List every line in the records below that contains the string "knit". Case counts, so a line only qualifies if the letters match in upper and lower case.
***** LISTED ENTRIES
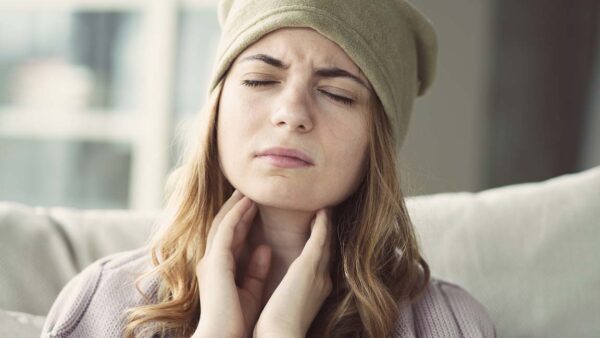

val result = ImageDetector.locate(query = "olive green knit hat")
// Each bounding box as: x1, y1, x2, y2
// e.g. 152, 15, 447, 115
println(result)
208, 0, 437, 150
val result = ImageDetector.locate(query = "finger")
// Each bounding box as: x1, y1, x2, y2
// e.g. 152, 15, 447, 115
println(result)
242, 245, 271, 312
206, 189, 244, 251
315, 209, 333, 273
212, 196, 254, 252
300, 209, 328, 272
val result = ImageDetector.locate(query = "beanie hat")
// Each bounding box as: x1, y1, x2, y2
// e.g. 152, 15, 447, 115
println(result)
208, 0, 437, 150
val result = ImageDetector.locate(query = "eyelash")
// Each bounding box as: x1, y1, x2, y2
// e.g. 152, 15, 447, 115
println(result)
242, 80, 354, 106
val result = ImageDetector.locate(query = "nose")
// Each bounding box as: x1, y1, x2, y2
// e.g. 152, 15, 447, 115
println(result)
271, 85, 313, 132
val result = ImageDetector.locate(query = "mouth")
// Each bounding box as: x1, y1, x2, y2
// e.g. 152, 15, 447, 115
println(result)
255, 147, 314, 168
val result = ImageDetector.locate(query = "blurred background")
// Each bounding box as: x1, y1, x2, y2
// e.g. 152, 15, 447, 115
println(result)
0, 0, 600, 209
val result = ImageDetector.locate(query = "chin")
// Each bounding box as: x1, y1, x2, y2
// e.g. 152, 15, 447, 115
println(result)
240, 184, 326, 211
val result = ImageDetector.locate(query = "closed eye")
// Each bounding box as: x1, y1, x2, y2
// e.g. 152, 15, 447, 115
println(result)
242, 80, 354, 106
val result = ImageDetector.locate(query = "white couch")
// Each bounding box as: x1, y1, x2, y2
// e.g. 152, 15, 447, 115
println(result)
0, 167, 600, 337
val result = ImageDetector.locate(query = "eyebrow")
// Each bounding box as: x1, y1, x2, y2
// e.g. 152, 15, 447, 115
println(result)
240, 54, 370, 89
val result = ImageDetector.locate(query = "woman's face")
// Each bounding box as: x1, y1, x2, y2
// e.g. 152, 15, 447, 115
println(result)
217, 28, 370, 211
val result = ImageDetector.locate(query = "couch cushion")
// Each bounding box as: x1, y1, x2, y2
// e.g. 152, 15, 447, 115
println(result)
407, 167, 600, 337
0, 202, 158, 315
0, 310, 45, 338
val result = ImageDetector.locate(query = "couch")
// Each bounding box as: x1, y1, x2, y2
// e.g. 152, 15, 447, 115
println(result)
0, 166, 600, 338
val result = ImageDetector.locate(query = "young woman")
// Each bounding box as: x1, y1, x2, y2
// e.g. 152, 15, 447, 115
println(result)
43, 0, 495, 337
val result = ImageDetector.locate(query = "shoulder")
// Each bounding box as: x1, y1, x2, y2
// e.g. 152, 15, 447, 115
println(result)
42, 247, 158, 337
403, 278, 496, 337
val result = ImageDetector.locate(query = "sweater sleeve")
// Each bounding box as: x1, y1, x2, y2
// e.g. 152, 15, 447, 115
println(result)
438, 280, 496, 338
41, 261, 102, 338
42, 247, 158, 338
410, 278, 496, 338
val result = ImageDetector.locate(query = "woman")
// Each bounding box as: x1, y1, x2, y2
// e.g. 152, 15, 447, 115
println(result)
44, 0, 494, 337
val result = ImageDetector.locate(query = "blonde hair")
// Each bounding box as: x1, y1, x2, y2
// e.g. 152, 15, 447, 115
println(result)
125, 72, 430, 338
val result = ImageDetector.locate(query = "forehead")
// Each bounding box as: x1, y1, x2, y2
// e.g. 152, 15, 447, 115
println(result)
236, 27, 366, 80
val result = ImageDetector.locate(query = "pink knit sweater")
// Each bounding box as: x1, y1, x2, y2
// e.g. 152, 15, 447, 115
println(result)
42, 248, 496, 338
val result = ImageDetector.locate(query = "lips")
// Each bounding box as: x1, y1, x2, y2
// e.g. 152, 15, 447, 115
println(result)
256, 147, 314, 165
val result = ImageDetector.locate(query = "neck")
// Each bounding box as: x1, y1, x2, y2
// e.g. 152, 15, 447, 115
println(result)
238, 205, 315, 305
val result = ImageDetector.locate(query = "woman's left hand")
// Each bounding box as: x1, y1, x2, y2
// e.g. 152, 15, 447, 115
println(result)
254, 209, 333, 338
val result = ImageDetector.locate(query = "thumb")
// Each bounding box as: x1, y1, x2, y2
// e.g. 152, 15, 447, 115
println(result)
240, 245, 271, 323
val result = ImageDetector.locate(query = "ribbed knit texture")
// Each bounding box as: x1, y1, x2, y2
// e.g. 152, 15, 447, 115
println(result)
42, 247, 495, 338
208, 0, 438, 149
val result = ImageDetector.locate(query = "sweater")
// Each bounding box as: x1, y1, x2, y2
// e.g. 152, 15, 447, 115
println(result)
42, 247, 496, 338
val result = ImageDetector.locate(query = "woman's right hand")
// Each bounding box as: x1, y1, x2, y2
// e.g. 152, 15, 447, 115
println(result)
192, 190, 271, 338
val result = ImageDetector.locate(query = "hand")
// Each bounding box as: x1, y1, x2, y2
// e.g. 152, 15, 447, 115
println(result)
254, 209, 333, 337
192, 190, 271, 338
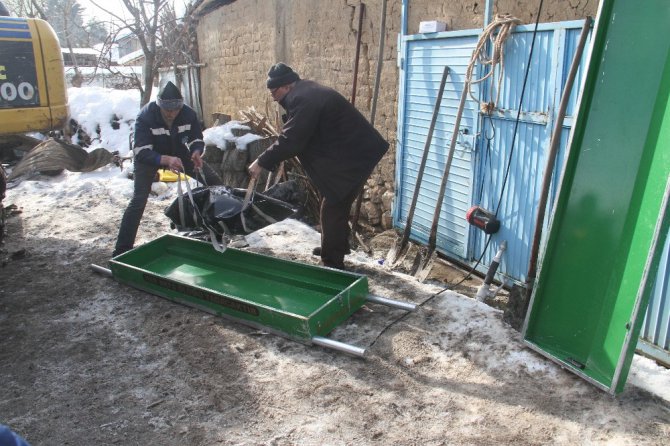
**********
**TASK RESPONSE**:
val result = ImageDetector.locate(query = "olive green knit hat")
val result = ImageDetector.locate(query = "pink knit sweater")
val result = ImageDetector.locate(query = "ribbed knit texture")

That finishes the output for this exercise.